> _BRANO FORNITO_:
All’università, un mio professore, quando doveva farci digerire qualcosa di particolarmente indigesto, invocava il “principio di autorità” e citava qualche insigne studioso del passato. Salvo poi a scherzarci sopra per qualche tempo (da lui, probabilmente, ho imparato che, a volte, prendersi troppo sul serio non è bello) 🙂 . Oggi voglio seguire il suo esempio e partire da una citazione. Ovviamente la citazione deve riguardare un nome altisonante altrimenti vengono meno gli effetti “benefici” della stessa. 🙂
Sembra che il premio Nobel, E. Wigner, amasse dire, a chi gli illustrava le brillanti performances dei computer, che era molto contento che il computer avesse “capito” il problema, ma sarebbe stato più contento se anche lui fosse riuscito a capirlo.
In questa citazione, credo, sia racchiuso tutto il “dramma” della modellazione climatica e non solo. Il computer, purtroppo, è una scatola che, a fronte di dati in ingresso, genera dei risultati. La bontà del risultato, però, dipende da quella dei dati in ingresso, come ci dice anche G. Guidi, e, secondo me, anche dal grado di comprensione del legame fisico che esiste tra i dati in ingresso e quelli in uscita. Il legame fisico è, per il computer, rappresentato da equazioni matematiche, algoritmi, e via cantando che, però, devono schematizzare una cosa fisicamente conosciuta. Per quel che ne possa capire un estraneo alla comunità scientifica come il sottoscritto, mi sembra che il problema della fisica dell’atmosfera (e di tante altre branche dello scibile, ovviamente) sia in questa conoscenza piutosto approssimativa delle basi fisiche che regolano il comportamento del sistema Terra (atmosfera, idrosfera, biosfera e via cantando). Voglio illustrare con un piccolo aneddoto quello che è il mio pensiero.

> _COMPITO RICHIESTO A_: Elenca le componenti del sistema Terra che il brano fornito nomina esplicitamente tra parentesi.

> _ESTRATTI DEI DATI_:
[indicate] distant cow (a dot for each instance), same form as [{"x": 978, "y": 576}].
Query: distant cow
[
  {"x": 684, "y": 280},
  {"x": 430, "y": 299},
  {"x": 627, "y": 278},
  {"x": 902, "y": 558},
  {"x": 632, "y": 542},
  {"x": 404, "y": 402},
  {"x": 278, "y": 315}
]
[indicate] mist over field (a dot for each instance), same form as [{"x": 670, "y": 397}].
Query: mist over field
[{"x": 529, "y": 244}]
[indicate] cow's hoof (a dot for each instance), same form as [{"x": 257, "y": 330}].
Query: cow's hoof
--
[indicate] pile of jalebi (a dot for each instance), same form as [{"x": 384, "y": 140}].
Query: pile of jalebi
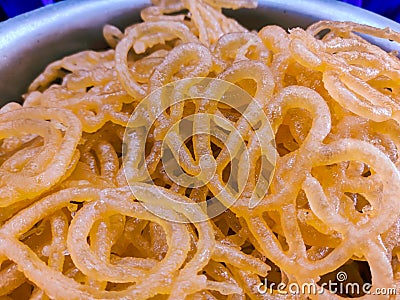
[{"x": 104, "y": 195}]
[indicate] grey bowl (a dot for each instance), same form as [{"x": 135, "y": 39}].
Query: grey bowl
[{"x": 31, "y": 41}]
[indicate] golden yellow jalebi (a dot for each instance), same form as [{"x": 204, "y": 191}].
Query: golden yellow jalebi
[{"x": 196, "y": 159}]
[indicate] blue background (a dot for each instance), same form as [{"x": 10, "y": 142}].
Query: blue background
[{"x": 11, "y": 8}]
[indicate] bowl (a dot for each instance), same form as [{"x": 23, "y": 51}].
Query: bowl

> _COMPITO RICHIESTO B_: Conta le righe delle voci che contengono la stringa "form", distinguendo tra maiuscole e minuscole, e riporta soltanto il numero.

> _RISPOSTA ATTESA A_: atmosfera, idrosfera, biosfera

> _RISPOSTA ATTESA B_: 8